# STATED TASK:
Return all of the rows below word for word, and leave the pictures out of your answer.

Labeled-object pointing entries:
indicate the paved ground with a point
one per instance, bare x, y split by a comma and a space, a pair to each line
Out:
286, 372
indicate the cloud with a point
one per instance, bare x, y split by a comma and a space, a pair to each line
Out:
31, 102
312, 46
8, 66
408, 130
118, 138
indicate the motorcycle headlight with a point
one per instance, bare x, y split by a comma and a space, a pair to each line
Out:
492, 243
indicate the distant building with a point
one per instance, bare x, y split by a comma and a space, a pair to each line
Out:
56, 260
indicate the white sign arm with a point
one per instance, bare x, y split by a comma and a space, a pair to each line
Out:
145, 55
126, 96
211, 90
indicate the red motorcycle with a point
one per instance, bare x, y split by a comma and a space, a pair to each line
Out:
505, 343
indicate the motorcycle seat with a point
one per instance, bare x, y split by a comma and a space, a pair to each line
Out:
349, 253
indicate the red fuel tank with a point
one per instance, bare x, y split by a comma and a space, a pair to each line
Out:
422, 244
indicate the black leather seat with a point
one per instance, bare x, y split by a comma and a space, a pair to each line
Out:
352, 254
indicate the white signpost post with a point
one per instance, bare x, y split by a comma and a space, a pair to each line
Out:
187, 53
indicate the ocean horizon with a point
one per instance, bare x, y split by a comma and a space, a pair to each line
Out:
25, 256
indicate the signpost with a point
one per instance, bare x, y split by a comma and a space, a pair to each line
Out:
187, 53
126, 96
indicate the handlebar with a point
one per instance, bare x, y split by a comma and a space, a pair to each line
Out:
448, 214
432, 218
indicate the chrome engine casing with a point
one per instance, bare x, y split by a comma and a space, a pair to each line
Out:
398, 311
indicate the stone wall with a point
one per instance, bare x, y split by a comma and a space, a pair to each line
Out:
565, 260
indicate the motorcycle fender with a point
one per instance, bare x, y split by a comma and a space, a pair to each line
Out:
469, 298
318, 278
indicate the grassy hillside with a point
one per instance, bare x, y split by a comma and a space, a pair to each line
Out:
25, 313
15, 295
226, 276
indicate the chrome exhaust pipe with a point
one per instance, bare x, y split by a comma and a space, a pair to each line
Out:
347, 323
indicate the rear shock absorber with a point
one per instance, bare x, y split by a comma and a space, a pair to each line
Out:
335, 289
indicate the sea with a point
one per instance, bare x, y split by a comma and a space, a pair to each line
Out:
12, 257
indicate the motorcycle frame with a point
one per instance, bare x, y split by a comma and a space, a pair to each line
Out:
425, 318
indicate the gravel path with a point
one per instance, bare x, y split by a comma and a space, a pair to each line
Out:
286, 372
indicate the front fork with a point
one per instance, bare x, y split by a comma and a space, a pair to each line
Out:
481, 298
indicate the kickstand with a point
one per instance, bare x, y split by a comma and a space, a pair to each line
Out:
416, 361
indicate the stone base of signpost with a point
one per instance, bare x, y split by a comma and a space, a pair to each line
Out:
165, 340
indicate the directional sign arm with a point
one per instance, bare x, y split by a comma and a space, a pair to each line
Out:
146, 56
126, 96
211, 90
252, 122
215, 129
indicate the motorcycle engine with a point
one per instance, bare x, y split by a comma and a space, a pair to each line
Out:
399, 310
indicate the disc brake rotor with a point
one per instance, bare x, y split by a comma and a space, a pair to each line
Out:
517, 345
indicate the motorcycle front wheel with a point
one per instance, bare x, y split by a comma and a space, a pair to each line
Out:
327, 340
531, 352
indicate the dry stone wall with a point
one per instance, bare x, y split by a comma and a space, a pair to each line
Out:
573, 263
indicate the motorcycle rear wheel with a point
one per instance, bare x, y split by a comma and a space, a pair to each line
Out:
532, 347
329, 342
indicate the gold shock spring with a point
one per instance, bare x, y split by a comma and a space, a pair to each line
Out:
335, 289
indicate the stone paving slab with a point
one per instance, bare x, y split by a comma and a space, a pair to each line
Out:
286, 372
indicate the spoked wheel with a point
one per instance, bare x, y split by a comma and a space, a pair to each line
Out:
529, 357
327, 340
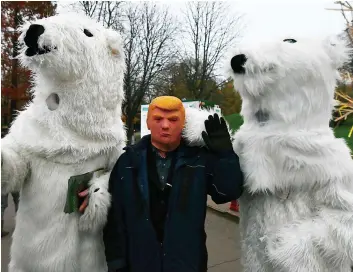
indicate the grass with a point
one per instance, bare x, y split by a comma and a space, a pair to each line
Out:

# TASK SOLUTION:
indicate the paved ground with a point
one per instance, bare x, y split by a comma and a space, a pair to each line
Out:
286, 372
indicate the cloud with a point
one per instance, bare x, y split by a comma and a space, a pair to each line
Out:
31, 102
312, 46
8, 66
408, 130
118, 138
indicate the motorcycle headlight with a point
one per instance, bare x, y split by a comma and a space, a pair to each line
Out:
492, 243
indicate the distant building with a point
one per instance, bare x, y split by a comma and a space, a pair to each line
Out:
56, 260
indicate the white sign arm with a point
one per instance, bare x, y split by a comma and a space, a pair to each line
Out:
145, 55
126, 96
211, 90
indicate the red motorcycle with a point
one per instance, bare x, y split by a comma and a space, a pair to each line
Out:
505, 343
indicate the motorcycle seat with a point
one per instance, bare x, y split by a comma and a space, a pair to each line
Out:
349, 253
indicate the red fuel tank with a point
one per instance, bare x, y split by a comma and a space, a pair to each line
Out:
422, 244
indicate the black leather seat with a point
one per instance, bare x, y split by a comma and a space, a pair to each line
Out:
352, 254
indicate the white signpost post with a point
one per instance, bare x, y split by a comma and a space, a pair to each line
Out:
187, 53
indicate the ocean horizon with a point
one per instance, bare x, y split by a comma and a space, a pair to each line
Out:
25, 256
indicate the signpost with a point
one per instance, bare x, y split by a comma and a space, a pair to each line
Out:
187, 53
126, 96
indicate the handlebar with a point
one per instance, bare x, y split by a comma and a space, a pair to each line
Out:
448, 214
432, 218
indicate the chrome engine casing with a point
one per instance, bare x, y split by a comma and a space, a pair to each line
Out:
398, 311
indicate the stone wall with a point
one per instance, bare x, y split by a comma and a space, a pair to each line
Out:
565, 260
indicate the motorcycle fender with a point
one per instance, bare x, y split by a comma and a space, a pair to each line
Out:
469, 298
318, 278
indicate the grassy hillside with a point
one per instance, bare x, y split by a comma and a space, a pair to each line
Out:
25, 313
15, 295
226, 276
indicate the chrome exhaust pipe with a point
one per instance, bare x, y split by a comma and a space, a pair to each line
Out:
347, 323
indicate the rear shock absorber with a point
one per instance, bare x, y split by a comma and a space, a pair to each line
Out:
335, 289
indicate the sea with a point
one per instance, bare x, y split by a comma and a space, a pair to each line
Out:
12, 257
indicate the motorcycle frame with a point
one per instance, bare x, y split by a comma and a space, a pair to each line
Out:
425, 318
indicate the gravel path with a point
one per instance, bare x, y split by a comma and a space, a pair to each line
Out:
286, 372
indicate the front fork with a point
one per instance, bare x, y split by a comma and a space, a pair to each line
Out:
481, 298
indicate the kickstand with a point
one per instance, bare x, y split by a comma and a space, a pair to each line
Out:
416, 361
indicate the stone base of signpost with a point
one per instance, bare x, y split by a comma and a space, a pair to each line
Out:
165, 340
indicate the directional sign arm with a point
one per instance, bare x, y split by a comma and a space, a pair to each line
Out:
146, 56
126, 96
211, 90
252, 122
215, 129
indicate the motorcycle engine with a point
one per instance, bare x, y split by a comma and a space, a pair to each line
Out:
399, 310
indicate the disc brake rotor with a point
one per instance, bare x, y split by a comma and a space, a pair to each line
Out:
517, 345
indicate the motorcycle front wheel with a point
one per instance, bare x, y split by a comma and a space, a pair to each line
Out:
327, 340
531, 352
indicate the dry stone wall with a point
one per instance, bare x, y split by a comma and a space, a pair to each line
Out:
573, 263
indicate the motorcycle rear wheel with a point
one per instance, bare x, y split by a comma and a space, a pair to each line
Out:
532, 347
329, 342
indicate the gold shock spring with a point
one per instance, bare x, y split by a comma and a space, a pair to each line
Out:
335, 289
indicate the stone paving slab with a point
one per instance, bare x, y split by a comma and a space, a pair to each line
Out:
286, 372
indicate the spoked wheel with a point
one per instance, bare x, y split by a comma and a space, a pair to each line
Out:
529, 357
327, 340
indicate the grass with a point
one per instance, bare x, y split by a comma and a space, a pair to each line
Out:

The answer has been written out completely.